▶ [What is expected]
Please reproduce every line of the material below, requests included, but increase each coordinate in the answers by 110 and leave the pictures out.
---- Records for processing
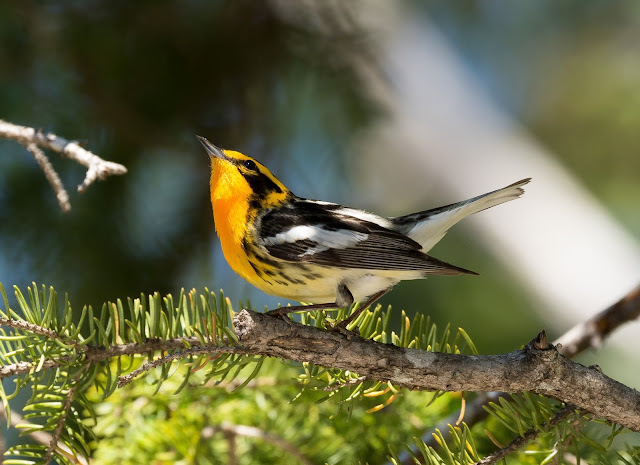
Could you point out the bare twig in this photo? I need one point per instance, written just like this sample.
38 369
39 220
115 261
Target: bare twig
253 432
592 332
529 436
51 175
581 337
97 168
--------
▶ [Solution]
Could you point out the bare twig in this photo? I need one point per instance, written just like this sample.
38 369
39 220
115 261
Target: bare twig
363 542
702 442
639 546
161 285
691 447
207 278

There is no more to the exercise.